### Information provided
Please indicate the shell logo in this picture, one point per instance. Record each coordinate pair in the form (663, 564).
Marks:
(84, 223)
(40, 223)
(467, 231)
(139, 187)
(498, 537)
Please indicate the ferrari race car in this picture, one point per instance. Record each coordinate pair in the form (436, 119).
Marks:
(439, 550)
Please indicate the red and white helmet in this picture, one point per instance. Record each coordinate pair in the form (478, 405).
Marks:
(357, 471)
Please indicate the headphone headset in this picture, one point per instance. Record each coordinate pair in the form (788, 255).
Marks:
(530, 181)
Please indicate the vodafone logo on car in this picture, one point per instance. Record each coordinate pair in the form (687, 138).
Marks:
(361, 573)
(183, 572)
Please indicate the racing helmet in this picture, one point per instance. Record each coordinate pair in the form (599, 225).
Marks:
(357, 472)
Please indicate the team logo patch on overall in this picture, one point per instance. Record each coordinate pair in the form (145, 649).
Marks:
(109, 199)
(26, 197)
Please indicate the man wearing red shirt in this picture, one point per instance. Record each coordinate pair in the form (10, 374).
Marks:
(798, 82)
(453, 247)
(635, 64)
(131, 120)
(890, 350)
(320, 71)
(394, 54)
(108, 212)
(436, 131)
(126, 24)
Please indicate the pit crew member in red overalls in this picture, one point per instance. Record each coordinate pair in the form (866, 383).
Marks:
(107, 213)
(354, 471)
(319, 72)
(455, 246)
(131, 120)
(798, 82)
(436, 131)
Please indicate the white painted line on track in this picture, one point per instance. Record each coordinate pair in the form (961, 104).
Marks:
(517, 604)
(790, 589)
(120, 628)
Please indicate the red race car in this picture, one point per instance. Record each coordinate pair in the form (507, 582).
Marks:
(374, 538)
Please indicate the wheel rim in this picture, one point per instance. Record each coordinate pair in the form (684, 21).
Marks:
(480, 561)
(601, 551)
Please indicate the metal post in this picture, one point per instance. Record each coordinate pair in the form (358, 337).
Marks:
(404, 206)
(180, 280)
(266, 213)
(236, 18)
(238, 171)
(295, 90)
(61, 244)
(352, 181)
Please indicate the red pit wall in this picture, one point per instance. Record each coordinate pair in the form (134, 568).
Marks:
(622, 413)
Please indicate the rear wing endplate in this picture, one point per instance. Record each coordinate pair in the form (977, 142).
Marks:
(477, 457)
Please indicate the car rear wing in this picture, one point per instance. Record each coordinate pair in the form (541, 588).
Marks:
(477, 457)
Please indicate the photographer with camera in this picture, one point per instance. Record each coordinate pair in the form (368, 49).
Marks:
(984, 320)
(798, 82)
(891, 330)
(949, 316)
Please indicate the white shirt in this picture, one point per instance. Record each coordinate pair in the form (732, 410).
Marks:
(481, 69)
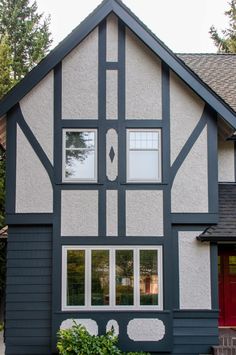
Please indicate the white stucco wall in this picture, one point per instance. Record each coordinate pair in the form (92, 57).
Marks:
(194, 272)
(226, 168)
(37, 109)
(79, 213)
(144, 213)
(112, 213)
(112, 95)
(80, 80)
(186, 109)
(34, 192)
(189, 193)
(143, 81)
(112, 38)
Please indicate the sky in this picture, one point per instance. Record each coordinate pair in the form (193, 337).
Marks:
(183, 25)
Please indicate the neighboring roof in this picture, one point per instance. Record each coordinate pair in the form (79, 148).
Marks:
(130, 20)
(4, 232)
(216, 70)
(225, 230)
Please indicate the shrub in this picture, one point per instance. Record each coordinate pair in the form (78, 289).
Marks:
(78, 341)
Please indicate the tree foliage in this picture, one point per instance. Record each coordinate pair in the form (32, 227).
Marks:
(226, 43)
(27, 32)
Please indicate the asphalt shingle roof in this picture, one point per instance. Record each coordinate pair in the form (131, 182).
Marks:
(225, 230)
(218, 71)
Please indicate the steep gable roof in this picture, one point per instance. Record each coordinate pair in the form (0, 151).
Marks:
(130, 20)
(218, 71)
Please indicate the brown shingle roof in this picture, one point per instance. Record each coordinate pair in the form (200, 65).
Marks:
(218, 71)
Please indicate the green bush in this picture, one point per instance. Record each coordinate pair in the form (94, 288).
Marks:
(78, 341)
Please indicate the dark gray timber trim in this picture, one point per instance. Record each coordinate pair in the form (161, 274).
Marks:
(214, 276)
(188, 145)
(194, 218)
(57, 121)
(29, 218)
(11, 162)
(212, 148)
(34, 143)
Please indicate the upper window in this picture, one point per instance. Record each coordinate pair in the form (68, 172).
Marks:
(144, 155)
(80, 155)
(111, 278)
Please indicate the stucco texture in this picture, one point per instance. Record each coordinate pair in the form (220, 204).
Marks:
(112, 38)
(111, 165)
(37, 109)
(143, 81)
(189, 193)
(186, 109)
(112, 213)
(80, 80)
(112, 95)
(194, 272)
(226, 168)
(144, 213)
(79, 213)
(34, 193)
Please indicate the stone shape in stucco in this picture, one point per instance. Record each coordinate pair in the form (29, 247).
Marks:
(37, 109)
(186, 109)
(79, 213)
(80, 80)
(143, 81)
(112, 95)
(144, 213)
(146, 329)
(226, 168)
(111, 164)
(112, 324)
(34, 193)
(194, 271)
(89, 324)
(189, 193)
(112, 213)
(112, 38)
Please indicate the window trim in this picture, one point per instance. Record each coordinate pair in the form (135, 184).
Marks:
(112, 306)
(159, 151)
(77, 180)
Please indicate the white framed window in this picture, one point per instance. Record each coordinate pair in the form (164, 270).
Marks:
(79, 155)
(112, 278)
(143, 155)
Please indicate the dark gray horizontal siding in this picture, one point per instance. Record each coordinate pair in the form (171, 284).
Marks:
(28, 294)
(194, 336)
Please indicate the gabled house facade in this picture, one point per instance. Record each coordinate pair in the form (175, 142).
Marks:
(112, 174)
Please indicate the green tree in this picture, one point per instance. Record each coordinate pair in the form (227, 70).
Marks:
(28, 34)
(226, 43)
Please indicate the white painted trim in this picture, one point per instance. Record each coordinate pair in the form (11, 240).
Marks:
(71, 180)
(112, 307)
(158, 150)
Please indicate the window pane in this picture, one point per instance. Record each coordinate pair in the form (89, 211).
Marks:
(85, 140)
(75, 277)
(124, 277)
(100, 277)
(148, 278)
(143, 165)
(80, 164)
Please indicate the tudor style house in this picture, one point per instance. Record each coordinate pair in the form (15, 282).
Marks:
(121, 192)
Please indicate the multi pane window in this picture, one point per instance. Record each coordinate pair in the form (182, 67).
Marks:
(111, 278)
(144, 155)
(80, 155)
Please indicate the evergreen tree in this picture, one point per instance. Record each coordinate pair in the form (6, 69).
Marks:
(28, 34)
(227, 42)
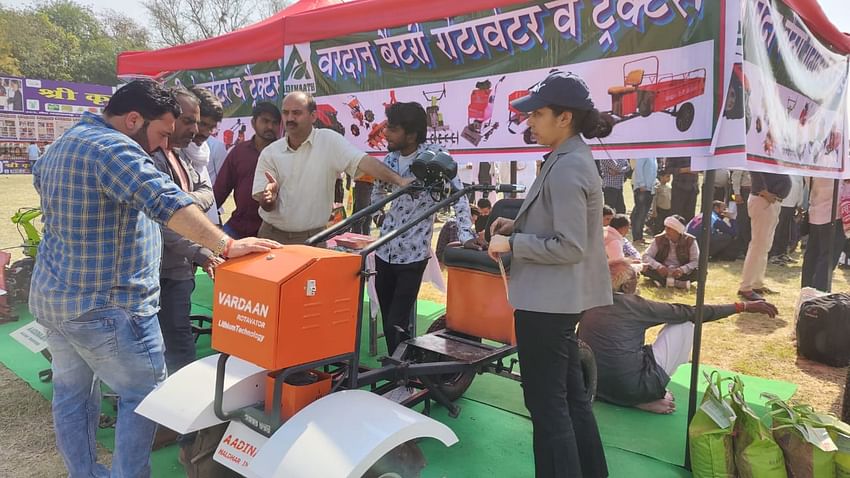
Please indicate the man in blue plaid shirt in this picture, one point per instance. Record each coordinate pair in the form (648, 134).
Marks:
(95, 287)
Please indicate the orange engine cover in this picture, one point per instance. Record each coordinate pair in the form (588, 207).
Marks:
(288, 307)
(477, 305)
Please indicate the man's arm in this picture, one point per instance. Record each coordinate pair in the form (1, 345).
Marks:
(225, 181)
(194, 225)
(379, 170)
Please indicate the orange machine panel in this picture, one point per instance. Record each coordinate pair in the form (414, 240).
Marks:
(288, 307)
(296, 397)
(477, 305)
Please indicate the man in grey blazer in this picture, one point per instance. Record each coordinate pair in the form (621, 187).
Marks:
(559, 269)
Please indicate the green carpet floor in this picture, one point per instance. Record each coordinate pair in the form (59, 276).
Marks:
(494, 431)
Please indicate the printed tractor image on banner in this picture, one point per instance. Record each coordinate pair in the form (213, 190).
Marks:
(650, 66)
(786, 97)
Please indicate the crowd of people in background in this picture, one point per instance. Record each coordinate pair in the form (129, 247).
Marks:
(758, 217)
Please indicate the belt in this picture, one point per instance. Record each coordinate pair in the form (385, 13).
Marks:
(296, 234)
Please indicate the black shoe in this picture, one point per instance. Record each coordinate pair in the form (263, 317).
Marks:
(750, 295)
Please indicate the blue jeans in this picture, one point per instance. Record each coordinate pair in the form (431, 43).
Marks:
(643, 201)
(126, 353)
(175, 307)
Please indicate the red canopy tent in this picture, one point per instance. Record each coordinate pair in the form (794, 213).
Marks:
(261, 41)
(310, 20)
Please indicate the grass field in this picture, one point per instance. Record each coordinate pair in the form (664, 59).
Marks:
(745, 343)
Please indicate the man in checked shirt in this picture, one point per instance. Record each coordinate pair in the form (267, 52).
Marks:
(401, 263)
(95, 286)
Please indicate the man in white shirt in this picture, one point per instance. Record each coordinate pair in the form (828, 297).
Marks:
(198, 152)
(295, 176)
(673, 256)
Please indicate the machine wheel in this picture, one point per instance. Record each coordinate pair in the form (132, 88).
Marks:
(452, 385)
(645, 104)
(588, 367)
(197, 458)
(403, 461)
(685, 117)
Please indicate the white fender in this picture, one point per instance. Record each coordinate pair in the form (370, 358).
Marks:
(341, 436)
(184, 401)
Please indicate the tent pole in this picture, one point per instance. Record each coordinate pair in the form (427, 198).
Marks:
(833, 218)
(704, 243)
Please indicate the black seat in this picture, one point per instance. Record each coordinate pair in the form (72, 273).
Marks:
(479, 260)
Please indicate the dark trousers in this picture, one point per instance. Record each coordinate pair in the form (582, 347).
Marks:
(684, 202)
(658, 222)
(566, 438)
(362, 200)
(782, 237)
(743, 221)
(397, 286)
(643, 201)
(614, 198)
(655, 275)
(175, 302)
(817, 262)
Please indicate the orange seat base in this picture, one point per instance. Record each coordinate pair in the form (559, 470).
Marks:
(477, 305)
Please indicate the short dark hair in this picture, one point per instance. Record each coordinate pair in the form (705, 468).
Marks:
(620, 220)
(411, 117)
(210, 105)
(311, 100)
(146, 97)
(179, 91)
(264, 107)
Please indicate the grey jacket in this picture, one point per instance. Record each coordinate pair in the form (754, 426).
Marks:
(559, 263)
(180, 255)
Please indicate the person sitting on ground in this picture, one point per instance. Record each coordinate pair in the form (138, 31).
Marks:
(723, 245)
(630, 372)
(484, 207)
(617, 246)
(607, 214)
(673, 255)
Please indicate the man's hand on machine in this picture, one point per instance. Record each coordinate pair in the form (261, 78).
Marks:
(270, 191)
(249, 245)
(760, 307)
(499, 245)
(503, 226)
(211, 264)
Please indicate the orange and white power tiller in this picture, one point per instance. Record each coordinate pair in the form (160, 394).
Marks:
(287, 383)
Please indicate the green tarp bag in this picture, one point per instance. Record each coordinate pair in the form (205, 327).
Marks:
(710, 433)
(809, 451)
(757, 455)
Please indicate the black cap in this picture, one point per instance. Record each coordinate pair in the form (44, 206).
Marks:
(560, 89)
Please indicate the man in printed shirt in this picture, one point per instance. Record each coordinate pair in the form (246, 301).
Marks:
(95, 286)
(613, 176)
(401, 263)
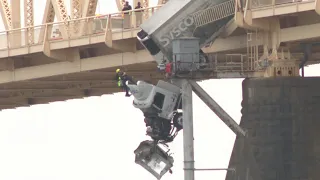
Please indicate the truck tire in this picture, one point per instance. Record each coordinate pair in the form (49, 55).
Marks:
(178, 121)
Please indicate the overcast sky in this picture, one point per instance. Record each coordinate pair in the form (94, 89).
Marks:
(94, 138)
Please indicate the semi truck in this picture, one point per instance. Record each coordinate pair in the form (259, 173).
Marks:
(202, 19)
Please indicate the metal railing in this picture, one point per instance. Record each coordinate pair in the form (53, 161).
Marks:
(211, 62)
(266, 3)
(75, 28)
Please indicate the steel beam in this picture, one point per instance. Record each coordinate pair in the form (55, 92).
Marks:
(62, 16)
(15, 36)
(5, 10)
(48, 17)
(214, 106)
(89, 9)
(29, 21)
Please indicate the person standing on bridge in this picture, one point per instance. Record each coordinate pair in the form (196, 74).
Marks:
(122, 78)
(127, 15)
(138, 14)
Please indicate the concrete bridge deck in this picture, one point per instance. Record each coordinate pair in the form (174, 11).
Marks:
(77, 58)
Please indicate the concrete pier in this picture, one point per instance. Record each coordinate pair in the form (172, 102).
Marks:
(282, 118)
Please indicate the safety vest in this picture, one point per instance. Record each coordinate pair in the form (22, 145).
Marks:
(120, 81)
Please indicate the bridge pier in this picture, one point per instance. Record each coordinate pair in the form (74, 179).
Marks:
(282, 119)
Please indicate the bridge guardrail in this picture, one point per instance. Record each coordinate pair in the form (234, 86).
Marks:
(265, 3)
(74, 29)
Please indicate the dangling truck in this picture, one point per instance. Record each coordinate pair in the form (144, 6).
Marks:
(202, 19)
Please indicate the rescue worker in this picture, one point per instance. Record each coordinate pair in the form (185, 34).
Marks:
(122, 78)
(138, 14)
(127, 15)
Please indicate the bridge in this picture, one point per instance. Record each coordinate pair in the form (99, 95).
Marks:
(78, 55)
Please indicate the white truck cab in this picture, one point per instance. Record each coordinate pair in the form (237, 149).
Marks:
(162, 99)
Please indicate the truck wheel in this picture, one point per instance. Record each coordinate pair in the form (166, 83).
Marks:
(178, 121)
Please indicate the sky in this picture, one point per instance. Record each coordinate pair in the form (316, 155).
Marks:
(94, 138)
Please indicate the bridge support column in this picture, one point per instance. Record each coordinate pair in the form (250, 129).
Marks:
(188, 145)
(281, 116)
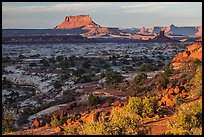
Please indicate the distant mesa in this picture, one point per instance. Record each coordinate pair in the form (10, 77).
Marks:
(76, 22)
(162, 38)
(84, 22)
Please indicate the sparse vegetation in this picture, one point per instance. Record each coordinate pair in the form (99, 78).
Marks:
(93, 100)
(188, 120)
(113, 77)
(140, 78)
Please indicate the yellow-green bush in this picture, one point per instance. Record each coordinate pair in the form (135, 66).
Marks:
(143, 107)
(188, 120)
(196, 90)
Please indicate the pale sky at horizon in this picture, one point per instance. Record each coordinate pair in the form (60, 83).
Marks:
(47, 15)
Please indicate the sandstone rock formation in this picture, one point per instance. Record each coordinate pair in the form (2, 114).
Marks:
(85, 23)
(76, 22)
(162, 38)
(191, 53)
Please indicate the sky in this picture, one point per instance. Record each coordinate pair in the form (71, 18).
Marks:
(47, 15)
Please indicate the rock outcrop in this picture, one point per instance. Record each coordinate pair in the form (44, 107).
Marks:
(77, 21)
(162, 38)
(191, 53)
(85, 23)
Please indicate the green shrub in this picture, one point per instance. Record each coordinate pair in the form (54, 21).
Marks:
(57, 84)
(196, 90)
(140, 78)
(93, 100)
(113, 77)
(8, 123)
(144, 107)
(95, 128)
(146, 67)
(124, 122)
(44, 62)
(167, 70)
(55, 122)
(70, 130)
(188, 120)
(135, 105)
(163, 80)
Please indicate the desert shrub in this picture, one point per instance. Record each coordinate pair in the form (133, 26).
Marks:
(23, 116)
(69, 92)
(163, 80)
(55, 122)
(70, 130)
(6, 83)
(146, 67)
(86, 64)
(124, 122)
(196, 90)
(59, 58)
(8, 123)
(135, 105)
(79, 72)
(144, 107)
(167, 70)
(95, 128)
(33, 64)
(129, 68)
(57, 84)
(44, 62)
(93, 100)
(113, 77)
(188, 120)
(197, 62)
(140, 78)
(52, 60)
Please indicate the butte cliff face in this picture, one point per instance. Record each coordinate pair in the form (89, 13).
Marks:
(191, 53)
(77, 21)
(85, 23)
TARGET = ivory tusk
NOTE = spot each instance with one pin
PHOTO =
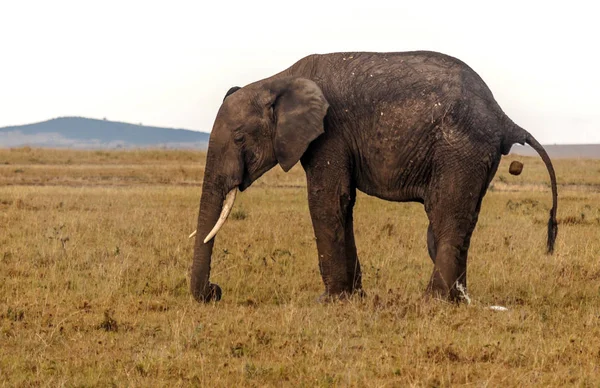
(227, 206)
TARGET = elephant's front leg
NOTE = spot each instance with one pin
(330, 202)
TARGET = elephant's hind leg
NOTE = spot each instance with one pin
(431, 249)
(453, 213)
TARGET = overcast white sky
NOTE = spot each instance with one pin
(170, 63)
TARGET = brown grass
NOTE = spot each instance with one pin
(95, 264)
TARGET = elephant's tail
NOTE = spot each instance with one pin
(552, 223)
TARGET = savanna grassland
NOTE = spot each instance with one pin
(94, 274)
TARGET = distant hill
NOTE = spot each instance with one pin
(80, 132)
(555, 151)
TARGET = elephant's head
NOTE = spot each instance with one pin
(265, 123)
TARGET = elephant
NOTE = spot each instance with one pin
(402, 126)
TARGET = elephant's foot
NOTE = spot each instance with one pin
(328, 297)
(442, 292)
(214, 294)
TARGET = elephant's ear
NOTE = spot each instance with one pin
(299, 110)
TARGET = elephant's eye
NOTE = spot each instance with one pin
(238, 138)
(272, 113)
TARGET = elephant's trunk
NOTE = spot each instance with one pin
(211, 204)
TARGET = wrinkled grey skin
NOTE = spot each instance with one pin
(414, 126)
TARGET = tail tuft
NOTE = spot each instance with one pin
(552, 231)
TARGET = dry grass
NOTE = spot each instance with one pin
(94, 283)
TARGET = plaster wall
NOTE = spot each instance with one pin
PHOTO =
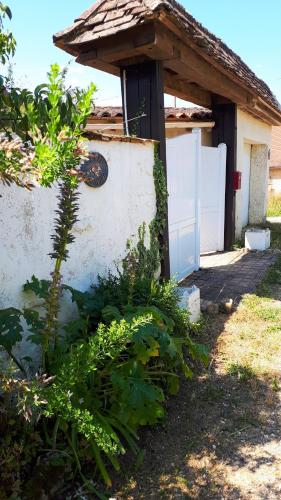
(108, 217)
(258, 134)
(275, 180)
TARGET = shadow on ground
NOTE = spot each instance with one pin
(221, 439)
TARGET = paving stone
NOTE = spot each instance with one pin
(226, 276)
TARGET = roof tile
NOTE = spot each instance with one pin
(135, 12)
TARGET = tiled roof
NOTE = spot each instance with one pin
(172, 114)
(108, 17)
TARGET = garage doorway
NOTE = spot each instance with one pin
(245, 183)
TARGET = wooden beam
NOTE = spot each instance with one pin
(225, 131)
(90, 59)
(143, 93)
(186, 39)
(187, 91)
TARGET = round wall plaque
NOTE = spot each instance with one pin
(95, 170)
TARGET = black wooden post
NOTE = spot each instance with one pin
(143, 94)
(225, 131)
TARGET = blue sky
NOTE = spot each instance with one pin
(250, 27)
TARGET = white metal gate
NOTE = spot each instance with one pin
(183, 170)
(196, 186)
(212, 198)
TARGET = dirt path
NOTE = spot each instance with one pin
(222, 436)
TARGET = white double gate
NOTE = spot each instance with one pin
(196, 186)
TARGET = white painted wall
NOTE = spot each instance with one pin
(108, 217)
(253, 132)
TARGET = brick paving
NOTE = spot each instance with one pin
(229, 275)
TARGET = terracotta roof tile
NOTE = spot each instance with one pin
(91, 25)
(172, 114)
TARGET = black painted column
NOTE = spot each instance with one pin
(143, 94)
(225, 131)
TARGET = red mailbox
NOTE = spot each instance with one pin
(237, 176)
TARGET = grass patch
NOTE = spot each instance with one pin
(274, 205)
(251, 343)
(243, 373)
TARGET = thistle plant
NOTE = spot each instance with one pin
(44, 144)
(58, 150)
(62, 237)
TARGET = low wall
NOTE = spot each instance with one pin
(108, 217)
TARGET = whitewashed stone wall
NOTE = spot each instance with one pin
(258, 134)
(108, 217)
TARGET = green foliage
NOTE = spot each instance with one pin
(10, 328)
(38, 287)
(7, 41)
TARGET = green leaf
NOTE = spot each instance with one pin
(137, 401)
(35, 325)
(111, 313)
(39, 287)
(10, 328)
(173, 384)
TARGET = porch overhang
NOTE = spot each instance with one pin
(198, 67)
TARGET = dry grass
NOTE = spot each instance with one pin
(222, 435)
(251, 339)
(274, 205)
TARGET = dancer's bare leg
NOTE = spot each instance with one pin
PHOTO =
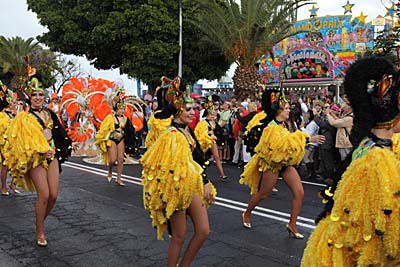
(178, 228)
(199, 216)
(292, 179)
(268, 182)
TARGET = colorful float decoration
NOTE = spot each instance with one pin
(307, 63)
(344, 37)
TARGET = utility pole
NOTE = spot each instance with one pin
(180, 41)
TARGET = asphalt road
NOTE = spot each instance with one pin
(95, 223)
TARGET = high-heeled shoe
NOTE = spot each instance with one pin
(41, 243)
(120, 183)
(245, 224)
(15, 190)
(291, 232)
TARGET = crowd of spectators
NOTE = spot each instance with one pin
(318, 116)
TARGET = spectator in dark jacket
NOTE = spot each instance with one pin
(327, 149)
(244, 120)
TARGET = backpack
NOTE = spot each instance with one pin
(252, 137)
(254, 129)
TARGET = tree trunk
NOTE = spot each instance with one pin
(245, 82)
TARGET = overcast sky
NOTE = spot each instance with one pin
(16, 20)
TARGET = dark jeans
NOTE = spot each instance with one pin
(327, 165)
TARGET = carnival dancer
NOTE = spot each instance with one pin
(55, 105)
(277, 154)
(116, 135)
(174, 182)
(362, 225)
(83, 102)
(204, 132)
(7, 104)
(36, 146)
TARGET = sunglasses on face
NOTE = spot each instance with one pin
(37, 94)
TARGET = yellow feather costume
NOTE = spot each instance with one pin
(25, 149)
(170, 177)
(4, 122)
(396, 144)
(277, 148)
(205, 140)
(103, 136)
(157, 126)
(364, 226)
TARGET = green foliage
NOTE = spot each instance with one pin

### Task statement
Nothing but the lines with "distant" should be returned, copied from the entries above.

### Completed exercise
Please indicate the distant mesa in this picture, one point per instance. Record each coordinate pair in the form (10, 77).
TARGET = distant hill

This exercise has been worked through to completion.